> [What you need to do] Begin the copy at the line containing "In the scene depicted above, identify where the green" and end it at the final line of the material below, reproducing each line exactly, without images.

start Task inputs

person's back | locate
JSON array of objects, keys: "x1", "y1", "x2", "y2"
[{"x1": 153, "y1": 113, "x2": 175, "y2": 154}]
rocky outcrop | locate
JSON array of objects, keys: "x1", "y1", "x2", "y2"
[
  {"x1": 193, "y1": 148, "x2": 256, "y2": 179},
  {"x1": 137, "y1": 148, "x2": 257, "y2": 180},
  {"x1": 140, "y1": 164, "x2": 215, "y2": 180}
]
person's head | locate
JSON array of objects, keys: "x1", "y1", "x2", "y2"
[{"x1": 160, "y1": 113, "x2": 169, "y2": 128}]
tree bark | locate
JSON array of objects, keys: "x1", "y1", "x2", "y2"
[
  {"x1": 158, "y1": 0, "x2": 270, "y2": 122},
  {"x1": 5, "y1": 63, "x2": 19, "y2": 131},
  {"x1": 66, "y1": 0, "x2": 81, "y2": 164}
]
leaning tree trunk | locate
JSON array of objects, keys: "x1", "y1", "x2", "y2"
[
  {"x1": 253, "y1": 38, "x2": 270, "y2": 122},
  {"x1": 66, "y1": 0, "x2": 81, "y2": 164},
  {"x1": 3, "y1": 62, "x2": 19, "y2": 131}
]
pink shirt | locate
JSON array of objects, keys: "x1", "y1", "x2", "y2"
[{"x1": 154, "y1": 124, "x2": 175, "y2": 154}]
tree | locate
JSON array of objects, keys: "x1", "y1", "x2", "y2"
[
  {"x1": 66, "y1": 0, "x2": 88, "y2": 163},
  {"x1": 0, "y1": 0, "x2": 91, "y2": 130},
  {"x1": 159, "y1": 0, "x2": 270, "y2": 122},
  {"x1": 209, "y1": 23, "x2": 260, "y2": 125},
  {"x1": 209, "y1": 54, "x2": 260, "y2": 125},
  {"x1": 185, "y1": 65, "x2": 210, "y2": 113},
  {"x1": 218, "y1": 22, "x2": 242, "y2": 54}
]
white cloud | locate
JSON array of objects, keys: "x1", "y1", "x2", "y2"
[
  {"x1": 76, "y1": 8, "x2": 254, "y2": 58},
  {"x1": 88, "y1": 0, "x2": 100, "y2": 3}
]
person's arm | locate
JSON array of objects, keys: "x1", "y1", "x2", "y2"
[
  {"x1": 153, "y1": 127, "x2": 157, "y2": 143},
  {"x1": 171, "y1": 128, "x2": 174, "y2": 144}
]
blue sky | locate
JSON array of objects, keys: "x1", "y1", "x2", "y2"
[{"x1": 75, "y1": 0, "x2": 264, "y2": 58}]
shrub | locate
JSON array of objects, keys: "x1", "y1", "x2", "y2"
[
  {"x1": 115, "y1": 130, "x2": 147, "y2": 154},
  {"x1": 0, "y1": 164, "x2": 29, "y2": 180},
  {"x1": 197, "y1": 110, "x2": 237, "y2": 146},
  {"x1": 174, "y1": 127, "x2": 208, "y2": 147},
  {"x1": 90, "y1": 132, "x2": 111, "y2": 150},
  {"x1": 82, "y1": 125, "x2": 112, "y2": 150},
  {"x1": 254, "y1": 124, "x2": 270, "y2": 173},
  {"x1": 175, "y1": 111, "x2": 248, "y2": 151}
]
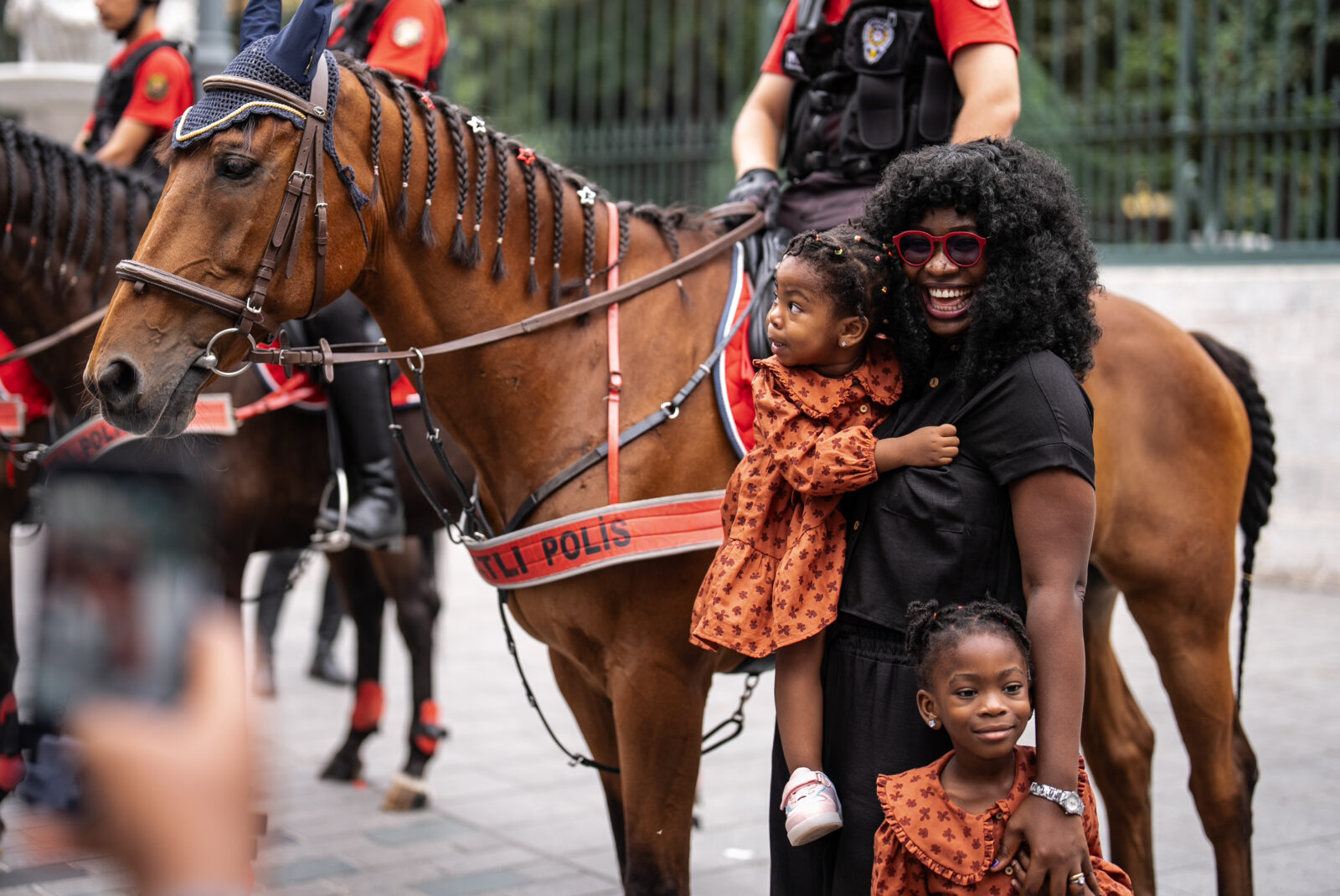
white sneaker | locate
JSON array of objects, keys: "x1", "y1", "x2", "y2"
[{"x1": 781, "y1": 767, "x2": 842, "y2": 847}]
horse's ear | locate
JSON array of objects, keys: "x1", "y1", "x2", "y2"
[
  {"x1": 237, "y1": 0, "x2": 284, "y2": 52},
  {"x1": 262, "y1": 0, "x2": 335, "y2": 85}
]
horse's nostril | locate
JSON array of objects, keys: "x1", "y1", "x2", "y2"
[{"x1": 98, "y1": 359, "x2": 139, "y2": 407}]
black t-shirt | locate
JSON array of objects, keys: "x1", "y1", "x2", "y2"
[{"x1": 838, "y1": 342, "x2": 1094, "y2": 631}]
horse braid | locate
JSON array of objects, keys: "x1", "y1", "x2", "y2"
[
  {"x1": 0, "y1": 122, "x2": 18, "y2": 257},
  {"x1": 406, "y1": 87, "x2": 439, "y2": 248},
  {"x1": 42, "y1": 143, "x2": 60, "y2": 292},
  {"x1": 56, "y1": 152, "x2": 83, "y2": 296},
  {"x1": 442, "y1": 106, "x2": 480, "y2": 268},
  {"x1": 521, "y1": 149, "x2": 540, "y2": 296},
  {"x1": 20, "y1": 134, "x2": 45, "y2": 272},
  {"x1": 353, "y1": 67, "x2": 382, "y2": 206},
  {"x1": 70, "y1": 159, "x2": 102, "y2": 287},
  {"x1": 380, "y1": 72, "x2": 414, "y2": 230},
  {"x1": 536, "y1": 162, "x2": 563, "y2": 308},
  {"x1": 489, "y1": 134, "x2": 509, "y2": 281},
  {"x1": 466, "y1": 122, "x2": 489, "y2": 268},
  {"x1": 581, "y1": 182, "x2": 595, "y2": 299},
  {"x1": 92, "y1": 170, "x2": 116, "y2": 297}
]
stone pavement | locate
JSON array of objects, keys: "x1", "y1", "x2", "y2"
[{"x1": 0, "y1": 535, "x2": 1340, "y2": 896}]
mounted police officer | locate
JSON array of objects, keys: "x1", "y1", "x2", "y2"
[
  {"x1": 74, "y1": 0, "x2": 194, "y2": 178},
  {"x1": 728, "y1": 0, "x2": 1020, "y2": 332},
  {"x1": 252, "y1": 0, "x2": 447, "y2": 695}
]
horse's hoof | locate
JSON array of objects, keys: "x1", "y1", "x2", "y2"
[
  {"x1": 382, "y1": 771, "x2": 427, "y2": 811},
  {"x1": 322, "y1": 753, "x2": 363, "y2": 782}
]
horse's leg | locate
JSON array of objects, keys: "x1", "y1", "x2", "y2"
[
  {"x1": 322, "y1": 548, "x2": 386, "y2": 780},
  {"x1": 608, "y1": 639, "x2": 712, "y2": 896},
  {"x1": 549, "y1": 650, "x2": 628, "y2": 878},
  {"x1": 1080, "y1": 567, "x2": 1154, "y2": 896},
  {"x1": 374, "y1": 536, "x2": 446, "y2": 811},
  {"x1": 1124, "y1": 573, "x2": 1257, "y2": 896}
]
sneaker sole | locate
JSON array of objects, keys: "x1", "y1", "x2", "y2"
[{"x1": 786, "y1": 811, "x2": 842, "y2": 847}]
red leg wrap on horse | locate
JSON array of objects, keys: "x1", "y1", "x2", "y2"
[
  {"x1": 414, "y1": 700, "x2": 437, "y2": 755},
  {"x1": 350, "y1": 682, "x2": 382, "y2": 731}
]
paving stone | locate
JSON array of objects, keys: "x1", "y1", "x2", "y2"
[
  {"x1": 264, "y1": 856, "x2": 353, "y2": 888},
  {"x1": 414, "y1": 869, "x2": 532, "y2": 896}
]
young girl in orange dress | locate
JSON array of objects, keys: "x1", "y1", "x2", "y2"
[
  {"x1": 869, "y1": 600, "x2": 1131, "y2": 896},
  {"x1": 692, "y1": 225, "x2": 958, "y2": 845}
]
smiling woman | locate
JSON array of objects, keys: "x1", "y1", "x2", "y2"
[{"x1": 773, "y1": 141, "x2": 1097, "y2": 894}]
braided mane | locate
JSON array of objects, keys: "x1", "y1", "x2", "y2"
[
  {"x1": 0, "y1": 119, "x2": 159, "y2": 297},
  {"x1": 337, "y1": 59, "x2": 706, "y2": 306}
]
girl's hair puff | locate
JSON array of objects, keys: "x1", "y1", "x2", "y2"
[
  {"x1": 782, "y1": 224, "x2": 896, "y2": 317},
  {"x1": 907, "y1": 600, "x2": 1033, "y2": 690}
]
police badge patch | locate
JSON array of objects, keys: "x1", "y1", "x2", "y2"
[
  {"x1": 391, "y1": 16, "x2": 424, "y2": 49},
  {"x1": 860, "y1": 13, "x2": 894, "y2": 64},
  {"x1": 145, "y1": 74, "x2": 168, "y2": 103}
]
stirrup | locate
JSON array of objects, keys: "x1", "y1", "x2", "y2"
[{"x1": 312, "y1": 466, "x2": 350, "y2": 554}]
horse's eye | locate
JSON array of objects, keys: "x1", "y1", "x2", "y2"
[{"x1": 219, "y1": 156, "x2": 256, "y2": 181}]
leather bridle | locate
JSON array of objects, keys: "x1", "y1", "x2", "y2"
[
  {"x1": 116, "y1": 52, "x2": 330, "y2": 376},
  {"x1": 116, "y1": 54, "x2": 764, "y2": 376}
]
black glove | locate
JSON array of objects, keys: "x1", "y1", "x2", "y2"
[{"x1": 722, "y1": 167, "x2": 781, "y2": 228}]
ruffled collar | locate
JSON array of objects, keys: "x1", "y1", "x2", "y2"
[
  {"x1": 879, "y1": 746, "x2": 1037, "y2": 885},
  {"x1": 755, "y1": 339, "x2": 903, "y2": 420}
]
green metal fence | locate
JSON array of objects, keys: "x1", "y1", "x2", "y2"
[
  {"x1": 441, "y1": 0, "x2": 786, "y2": 205},
  {"x1": 442, "y1": 0, "x2": 1340, "y2": 259},
  {"x1": 1014, "y1": 0, "x2": 1340, "y2": 260}
]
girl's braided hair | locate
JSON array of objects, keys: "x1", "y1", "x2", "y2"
[
  {"x1": 907, "y1": 600, "x2": 1033, "y2": 690},
  {"x1": 782, "y1": 224, "x2": 891, "y2": 317}
]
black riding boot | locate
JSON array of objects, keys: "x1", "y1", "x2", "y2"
[{"x1": 317, "y1": 363, "x2": 405, "y2": 550}]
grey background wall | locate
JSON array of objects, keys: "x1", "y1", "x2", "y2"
[{"x1": 1100, "y1": 264, "x2": 1340, "y2": 588}]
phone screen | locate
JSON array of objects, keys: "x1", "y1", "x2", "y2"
[{"x1": 34, "y1": 469, "x2": 219, "y2": 724}]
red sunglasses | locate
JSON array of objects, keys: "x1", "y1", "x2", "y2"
[{"x1": 894, "y1": 230, "x2": 987, "y2": 268}]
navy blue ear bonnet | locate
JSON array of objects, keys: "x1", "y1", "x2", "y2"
[{"x1": 172, "y1": 0, "x2": 368, "y2": 209}]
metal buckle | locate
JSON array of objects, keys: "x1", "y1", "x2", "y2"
[{"x1": 190, "y1": 327, "x2": 256, "y2": 376}]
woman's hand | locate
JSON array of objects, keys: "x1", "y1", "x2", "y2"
[{"x1": 992, "y1": 797, "x2": 1097, "y2": 896}]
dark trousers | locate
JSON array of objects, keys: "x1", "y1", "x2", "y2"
[{"x1": 768, "y1": 616, "x2": 951, "y2": 896}]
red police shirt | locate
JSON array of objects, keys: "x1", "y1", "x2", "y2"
[
  {"x1": 330, "y1": 0, "x2": 447, "y2": 87},
  {"x1": 85, "y1": 31, "x2": 196, "y2": 131},
  {"x1": 762, "y1": 0, "x2": 1018, "y2": 75}
]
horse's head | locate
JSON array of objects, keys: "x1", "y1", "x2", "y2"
[{"x1": 85, "y1": 0, "x2": 370, "y2": 435}]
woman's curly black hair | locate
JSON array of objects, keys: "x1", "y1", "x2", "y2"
[
  {"x1": 862, "y1": 139, "x2": 1100, "y2": 389},
  {"x1": 782, "y1": 224, "x2": 893, "y2": 317},
  {"x1": 907, "y1": 600, "x2": 1033, "y2": 690}
]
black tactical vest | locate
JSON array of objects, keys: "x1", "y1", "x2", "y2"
[
  {"x1": 85, "y1": 40, "x2": 181, "y2": 176},
  {"x1": 781, "y1": 0, "x2": 963, "y2": 181},
  {"x1": 330, "y1": 0, "x2": 391, "y2": 59}
]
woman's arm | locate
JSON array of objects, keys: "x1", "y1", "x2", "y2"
[{"x1": 996, "y1": 467, "x2": 1095, "y2": 896}]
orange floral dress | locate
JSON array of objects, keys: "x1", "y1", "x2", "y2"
[
  {"x1": 869, "y1": 746, "x2": 1131, "y2": 896},
  {"x1": 688, "y1": 339, "x2": 903, "y2": 657}
]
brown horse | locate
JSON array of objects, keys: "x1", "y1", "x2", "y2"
[
  {"x1": 0, "y1": 122, "x2": 469, "y2": 807},
  {"x1": 85, "y1": 62, "x2": 1255, "y2": 893}
]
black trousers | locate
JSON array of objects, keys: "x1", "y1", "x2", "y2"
[{"x1": 768, "y1": 616, "x2": 951, "y2": 896}]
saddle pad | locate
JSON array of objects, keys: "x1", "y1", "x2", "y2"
[
  {"x1": 256, "y1": 356, "x2": 420, "y2": 411},
  {"x1": 712, "y1": 244, "x2": 755, "y2": 456},
  {"x1": 0, "y1": 332, "x2": 51, "y2": 436}
]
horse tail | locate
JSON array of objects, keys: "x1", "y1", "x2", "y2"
[{"x1": 1191, "y1": 332, "x2": 1277, "y2": 706}]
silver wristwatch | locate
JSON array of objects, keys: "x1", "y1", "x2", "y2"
[{"x1": 1028, "y1": 780, "x2": 1084, "y2": 816}]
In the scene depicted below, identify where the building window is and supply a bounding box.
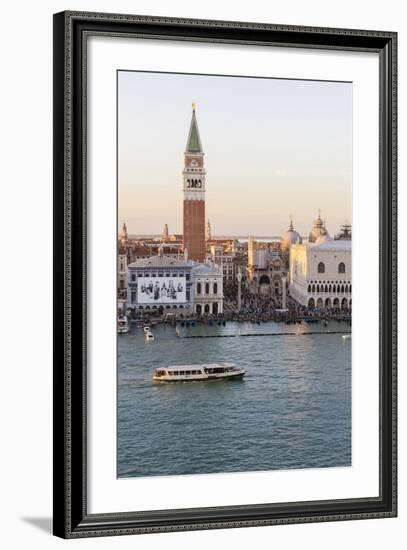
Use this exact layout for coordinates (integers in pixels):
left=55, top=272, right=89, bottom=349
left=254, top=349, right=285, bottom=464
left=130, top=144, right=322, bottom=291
left=318, top=262, right=325, bottom=273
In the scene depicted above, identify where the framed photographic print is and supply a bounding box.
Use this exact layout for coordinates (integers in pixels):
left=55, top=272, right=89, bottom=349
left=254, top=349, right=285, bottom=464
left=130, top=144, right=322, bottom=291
left=54, top=12, right=397, bottom=538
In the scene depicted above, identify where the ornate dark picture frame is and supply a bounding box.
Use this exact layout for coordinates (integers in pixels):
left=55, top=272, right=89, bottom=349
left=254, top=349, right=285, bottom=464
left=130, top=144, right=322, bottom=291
left=54, top=12, right=397, bottom=538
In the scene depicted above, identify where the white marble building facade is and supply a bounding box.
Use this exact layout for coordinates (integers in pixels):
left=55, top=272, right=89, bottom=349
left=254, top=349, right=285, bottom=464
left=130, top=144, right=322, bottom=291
left=192, top=263, right=223, bottom=315
left=289, top=235, right=352, bottom=309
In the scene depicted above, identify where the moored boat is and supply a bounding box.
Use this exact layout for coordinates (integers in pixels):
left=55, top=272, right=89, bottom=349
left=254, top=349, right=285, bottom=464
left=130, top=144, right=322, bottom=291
left=153, top=363, right=245, bottom=382
left=117, top=315, right=129, bottom=334
left=144, top=330, right=154, bottom=342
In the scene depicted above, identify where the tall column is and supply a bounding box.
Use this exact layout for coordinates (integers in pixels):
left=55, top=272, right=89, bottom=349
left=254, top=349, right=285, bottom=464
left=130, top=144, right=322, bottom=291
left=281, top=275, right=287, bottom=309
left=182, top=104, right=206, bottom=262
left=236, top=267, right=242, bottom=311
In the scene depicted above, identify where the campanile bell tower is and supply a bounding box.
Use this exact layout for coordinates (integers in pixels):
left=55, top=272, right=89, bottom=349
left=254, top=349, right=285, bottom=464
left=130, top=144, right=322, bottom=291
left=182, top=103, right=206, bottom=262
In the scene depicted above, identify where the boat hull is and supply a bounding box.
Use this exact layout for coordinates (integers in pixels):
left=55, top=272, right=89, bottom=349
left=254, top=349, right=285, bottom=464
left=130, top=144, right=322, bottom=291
left=153, top=371, right=245, bottom=383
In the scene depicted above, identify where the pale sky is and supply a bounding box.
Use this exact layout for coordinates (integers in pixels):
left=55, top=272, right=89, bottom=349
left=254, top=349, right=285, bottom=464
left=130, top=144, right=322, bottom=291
left=118, top=71, right=352, bottom=236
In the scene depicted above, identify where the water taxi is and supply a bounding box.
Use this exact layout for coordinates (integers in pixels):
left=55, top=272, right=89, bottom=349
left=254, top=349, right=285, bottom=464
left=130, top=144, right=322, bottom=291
left=153, top=363, right=245, bottom=382
left=144, top=330, right=154, bottom=342
left=117, top=315, right=129, bottom=334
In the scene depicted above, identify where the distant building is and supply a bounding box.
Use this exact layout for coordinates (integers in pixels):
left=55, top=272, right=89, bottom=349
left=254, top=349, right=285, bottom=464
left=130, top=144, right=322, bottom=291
left=308, top=212, right=328, bottom=243
left=192, top=263, right=223, bottom=315
left=127, top=251, right=223, bottom=315
left=117, top=246, right=127, bottom=309
left=205, top=220, right=212, bottom=241
left=127, top=255, right=194, bottom=314
left=247, top=237, right=288, bottom=297
left=210, top=244, right=236, bottom=281
left=281, top=219, right=302, bottom=252
left=119, top=222, right=129, bottom=246
left=161, top=224, right=169, bottom=242
left=335, top=223, right=352, bottom=241
left=289, top=232, right=352, bottom=309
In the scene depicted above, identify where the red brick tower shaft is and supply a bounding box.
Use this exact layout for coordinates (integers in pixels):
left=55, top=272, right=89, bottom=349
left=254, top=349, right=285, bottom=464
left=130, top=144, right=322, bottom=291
left=182, top=104, right=206, bottom=262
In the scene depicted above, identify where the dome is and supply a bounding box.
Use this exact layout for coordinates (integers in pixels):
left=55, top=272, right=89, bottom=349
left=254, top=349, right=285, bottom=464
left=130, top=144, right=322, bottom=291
left=308, top=213, right=329, bottom=243
left=315, top=232, right=333, bottom=244
left=281, top=220, right=302, bottom=250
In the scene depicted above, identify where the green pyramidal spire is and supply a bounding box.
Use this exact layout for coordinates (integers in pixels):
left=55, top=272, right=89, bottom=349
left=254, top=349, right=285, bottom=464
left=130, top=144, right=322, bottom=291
left=186, top=103, right=203, bottom=153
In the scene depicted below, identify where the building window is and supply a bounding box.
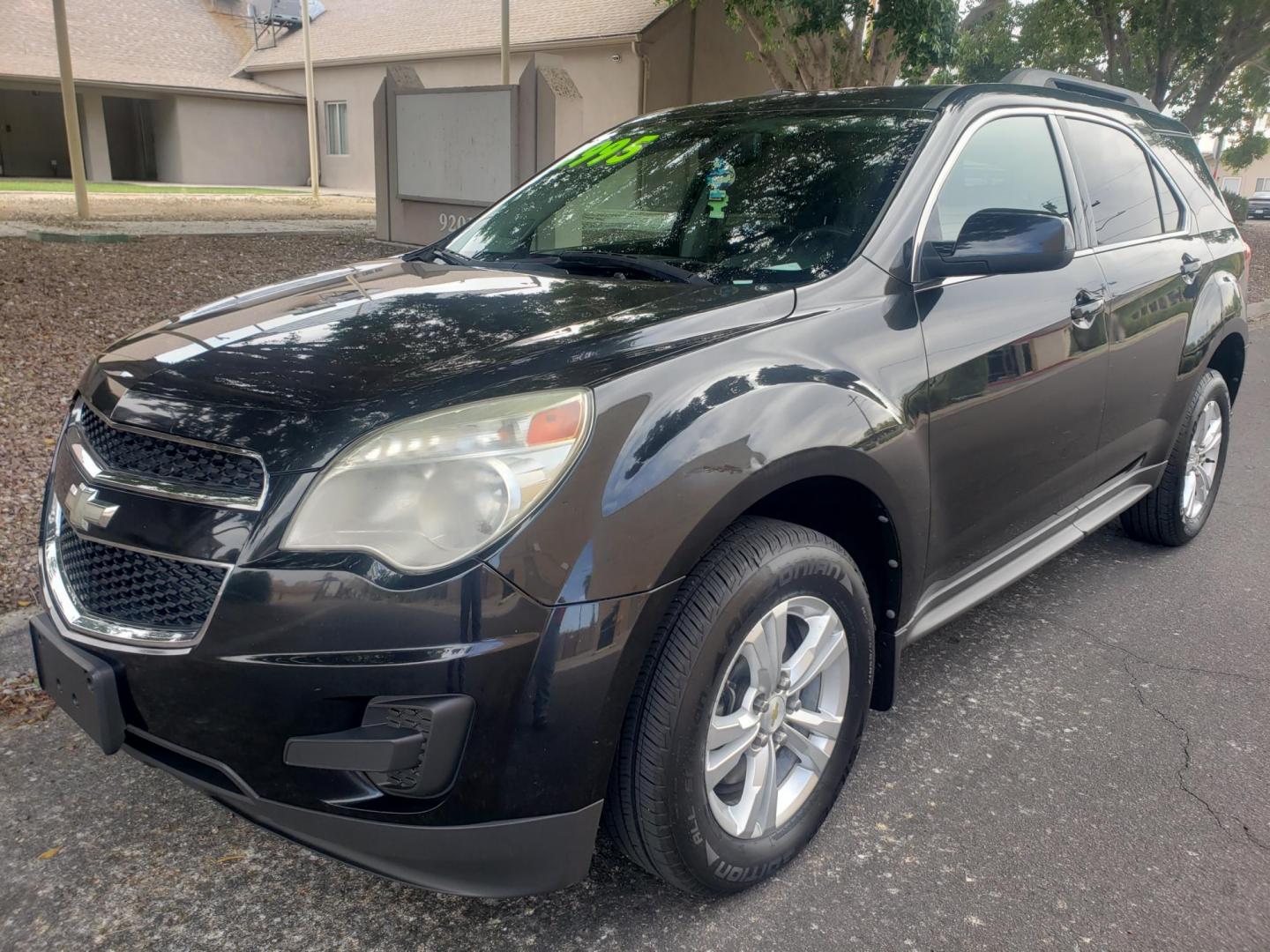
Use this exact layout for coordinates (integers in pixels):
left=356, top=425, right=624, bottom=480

end Task inputs

> [Exercise output]
In the scene depicted above, identify where the green pyramidal spire is and supply a bounding box.
Use this exact layout for coordinates (integers in pixels):
left=55, top=272, right=89, bottom=349
left=254, top=349, right=285, bottom=464
left=130, top=144, right=322, bottom=291
left=186, top=103, right=203, bottom=153
In the scene depicted below, identify where the building window is and supply a bounding box.
Use this exact layout for coordinates (integers in pixels):
left=356, top=425, right=624, bottom=480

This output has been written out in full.